→ PASSAGE TO READ
= = = = = = =

Breton identified Swift as the originator of black humor and gallows humor, particularly in his pieces Directions to Servants (1731), A Modest Proposal (1729), A Meditation Upon a Broom-Stick (1710), and a few aphorisms.

This form of drama has no easily perceptible ancestry unless it be tragi-comedy (q.v.) and the so-called dark comedies of Shakespeare
(for instance, The Merchant of Venice, Measure for Measure, All’s Well that Ends Well, and The Winter’s Tale). However, some of the earlier works of Jean Anouilh (the pièces noires) are blackly comic: for example, Voyageur sans bagage (1936) and La Sauvage (1938). Later he wrote what he described as pièces grinçantes (grinding, abrasive), of which two notable examples are La Valse des toreadors (1952) and Pauvre Bitos (1956). Both these plays could be classified as black comedy. So might two early dramatic works by Jean Genet: Les Bonnes (1947) and Les Nègres (1959). Edward Albee’s Who’s Afraid of Virginia Woolf? (1962), Pinter’s The Homecoming (1965) and Joe Orton’s Loot (1965) are other examples of this kind of play.

Bruce Jay Friedman, in his anthology entitled Black Humor, imported the concept to the United States, labeling with it very different authors and works, arguing that they shared the same literary genre. The Friedman label came to prominence in the 1950s and 1960s. Early American writers who employed black humor were Nathanael West and Vladimir Nabokov. In 1965 a mass-market paperback, titled Black Humor, was released. Containing work by a myriad of authors, which included J.P. Donleavy, Edward Albee, Joseph Heller, Thomas Pynchon, John Barth, Vladimir Nabokov, Bruce Jay Friedman, himself, and Louis-Ferdinand Celine, this was one of the first American anthologies devoted to the conception of black humor as a literary genre; the publication also sparked nation wide interest in black humor. The motive for applying the label black humorist to all the writers cited above is that they have written novels, poems, stories, plays, and songs in which profound or horrific events were portrayed in a comic manner.

The purpose of black comedy is to make light of the serious and often taboo subject matter, and some comedians use it as a tool for exploring vulgar issues, thus provoking discomfort and serious thought as well as amusement in their audience. Popular themes of the genre include murder, suicide, depression, abuse, mutilation, war, barbarism, drug abuse, terminal illness, domestic violence, sexual violence, pedophilia, insanity, nightmare, disease, racism, homophobia, sexism, disability (both physical and mental), chauvinism, corruption, and crime. Black comedy might include an element of irony or even fatalism. For example, the archetypal black-comedy self- mutilation appears in the English novel Tristram Shandy. Tristram, five years old at the time, starts to urinate out of an open window for lack of a chamber pot. The sash falls and circumcises him; his family reacts with both chaotic action and philosophic digression.

 

In other forms of literature, ‘black comedy’ and ‘black humour (e.g. the ‘sick joke) have become more and more noticeable in the 20th c.
It has been remarked that such comedy is particularly prominent in the so-called ‘literature of the absurd’. Literary historians have found
intimations of a new vision of man’s role and position in the universe in, for instance, Kafka’s stories (e.g. The Trial, The Castle, Metamorphosis), in surrealistic art and poetry, and, later, in the philosophy of existentialism. Camus’s vision of man as an “irremediable exile’, Ionesco’s concept of life as a ‘tragic farce’, and Samuel Beckett’s tragi-comic characters in his novels are other instances of a particular Weltanschauung.

One might also mention some less famous books of unusual merit which are darkly comic. For example, Serge Godefroy’s Les Loques (1964), Thomas Pynchon’s V (1963) and his The Crying of Lot 49 (1966), Joseph Heller’s Catch-22 (1961), D. D. Bell’s Dicky, or The Midnight Ride of Dicky Vere (1970) and Mordecai Richler’s St Urbain’s Horseman (1966).

= = = = = = =

→ WHAT THIS TASK INVOLVES
Edit the passage on black comedy by writing it out from "In other forms" to "a particular Weltanschauung." with "existentialism" changed to "phenomenology". The listing has no connection to the passage on black comedy.

Data records:

= = = = = = =

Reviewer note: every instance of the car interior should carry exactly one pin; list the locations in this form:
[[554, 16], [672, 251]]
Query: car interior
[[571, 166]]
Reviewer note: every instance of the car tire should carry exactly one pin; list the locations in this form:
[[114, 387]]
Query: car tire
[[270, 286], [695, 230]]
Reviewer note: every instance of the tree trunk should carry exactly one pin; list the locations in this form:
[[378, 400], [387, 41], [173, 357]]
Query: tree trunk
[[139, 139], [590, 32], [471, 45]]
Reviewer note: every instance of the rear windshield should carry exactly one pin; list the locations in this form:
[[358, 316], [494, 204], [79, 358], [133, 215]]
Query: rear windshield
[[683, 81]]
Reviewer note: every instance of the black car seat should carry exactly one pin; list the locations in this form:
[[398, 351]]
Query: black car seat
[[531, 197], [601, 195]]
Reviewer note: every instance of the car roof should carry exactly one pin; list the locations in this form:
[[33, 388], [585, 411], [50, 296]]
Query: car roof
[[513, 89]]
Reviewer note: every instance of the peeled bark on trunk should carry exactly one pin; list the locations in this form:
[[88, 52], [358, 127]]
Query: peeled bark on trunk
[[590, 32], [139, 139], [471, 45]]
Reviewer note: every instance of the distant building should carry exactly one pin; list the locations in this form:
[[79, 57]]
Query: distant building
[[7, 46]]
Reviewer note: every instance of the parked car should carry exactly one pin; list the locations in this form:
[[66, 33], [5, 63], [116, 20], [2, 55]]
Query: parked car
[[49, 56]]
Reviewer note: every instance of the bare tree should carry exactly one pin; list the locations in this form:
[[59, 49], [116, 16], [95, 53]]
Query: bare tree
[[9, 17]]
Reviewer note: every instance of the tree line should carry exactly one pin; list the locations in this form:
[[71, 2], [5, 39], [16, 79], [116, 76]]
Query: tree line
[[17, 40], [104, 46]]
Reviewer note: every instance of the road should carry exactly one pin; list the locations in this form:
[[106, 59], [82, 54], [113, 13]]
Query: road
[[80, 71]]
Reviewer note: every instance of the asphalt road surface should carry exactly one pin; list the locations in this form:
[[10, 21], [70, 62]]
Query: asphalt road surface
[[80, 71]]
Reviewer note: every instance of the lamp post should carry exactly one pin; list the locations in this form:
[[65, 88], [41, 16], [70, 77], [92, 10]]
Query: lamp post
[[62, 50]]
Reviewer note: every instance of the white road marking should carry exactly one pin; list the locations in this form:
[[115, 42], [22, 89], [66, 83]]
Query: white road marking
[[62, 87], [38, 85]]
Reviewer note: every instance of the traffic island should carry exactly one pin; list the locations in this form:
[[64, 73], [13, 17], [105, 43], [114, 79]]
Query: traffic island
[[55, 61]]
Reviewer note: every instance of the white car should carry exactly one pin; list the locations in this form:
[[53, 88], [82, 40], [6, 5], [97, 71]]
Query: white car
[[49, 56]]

= = = = = = =

→ EXPECTED OUTPUT
In other forms of literature, ‘black comedy’ and ‘black humour (e.g. the ‘sick joke) have become more and more noticeable in the 20th c.
It has been remarked that such comedy is particularly prominent in the so-called ‘literature of the absurd’. Literary historians have found
intimations of a new vision of man’s role and position in the universe in, for instance, Kafka’s stories (e.g. The Trial, The Castle, Metamorphosis), in surrealistic art and poetry, and, later, in the philosophy of phenomenology. Camus’s vision of man as an “irremediable exile’, Ionesco’s concept of life as a ‘tragic farce’, and Samuel Beckett’s tragi-comic characters in his novels are other instances of a particular Weltanschauung.